• **Task requirements**: In the data that follows, find the line containing "Reviewer check: make sure each instance of the street"; then quote that line and every line after it, exactly, through the last one.

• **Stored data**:
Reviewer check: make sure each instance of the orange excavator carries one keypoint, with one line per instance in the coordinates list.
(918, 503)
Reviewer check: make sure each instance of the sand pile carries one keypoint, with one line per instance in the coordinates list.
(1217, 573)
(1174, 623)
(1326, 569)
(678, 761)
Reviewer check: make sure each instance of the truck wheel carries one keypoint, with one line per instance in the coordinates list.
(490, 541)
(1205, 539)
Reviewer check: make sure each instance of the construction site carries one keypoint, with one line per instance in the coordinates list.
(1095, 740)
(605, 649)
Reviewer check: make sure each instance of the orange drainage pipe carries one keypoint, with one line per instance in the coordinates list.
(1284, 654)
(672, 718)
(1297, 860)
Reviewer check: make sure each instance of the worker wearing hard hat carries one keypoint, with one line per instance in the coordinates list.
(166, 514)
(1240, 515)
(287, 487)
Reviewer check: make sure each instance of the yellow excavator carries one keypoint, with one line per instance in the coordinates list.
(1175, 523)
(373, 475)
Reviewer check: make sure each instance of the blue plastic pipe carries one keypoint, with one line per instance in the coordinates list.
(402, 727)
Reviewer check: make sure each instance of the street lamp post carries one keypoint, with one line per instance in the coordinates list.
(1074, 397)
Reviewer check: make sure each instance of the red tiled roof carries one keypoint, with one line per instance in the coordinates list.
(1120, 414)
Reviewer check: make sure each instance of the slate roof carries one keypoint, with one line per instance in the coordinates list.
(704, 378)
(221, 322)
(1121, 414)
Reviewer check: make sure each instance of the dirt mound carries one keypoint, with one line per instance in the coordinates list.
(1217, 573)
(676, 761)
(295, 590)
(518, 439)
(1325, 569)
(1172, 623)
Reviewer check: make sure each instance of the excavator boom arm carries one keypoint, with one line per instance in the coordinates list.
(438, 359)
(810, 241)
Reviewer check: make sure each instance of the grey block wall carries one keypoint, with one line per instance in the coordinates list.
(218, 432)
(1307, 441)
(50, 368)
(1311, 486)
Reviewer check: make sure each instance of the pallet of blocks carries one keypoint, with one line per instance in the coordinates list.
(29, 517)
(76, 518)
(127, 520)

• **Answer space**:
Reviewer check: make sure each instance of the street lamp post carries one keypoint, with one line per instance in the coordinates list.
(1074, 397)
Reviewer check: make sure each instance of the red tiled roof carries one keypoint, with one line per instance in the coordinates list.
(1120, 414)
Reviewer check: make sure each instance of the slate roof carries one keypoint, with one line per instance in the coordinates list.
(704, 378)
(221, 322)
(1121, 414)
Reviewer check: make sure each instance of the dirt mound carries one keypoint, with one line per instance in the coordinates list.
(1217, 573)
(676, 761)
(295, 590)
(518, 439)
(1325, 569)
(1172, 623)
Reviewer check: make sure each instance of the excavator boom arm carries one keypoint, with one line per instance in the coordinates list.
(438, 359)
(810, 241)
Reviewer check: make sure each instance of the grey block wall carries one keypoint, with one line per instance in the coordinates list.
(218, 432)
(1307, 441)
(50, 368)
(1311, 486)
Reviewer check: make sure each instance of the pallet of blocks carries one keypoint, with one line per instance in the coordinates list.
(29, 517)
(76, 518)
(127, 520)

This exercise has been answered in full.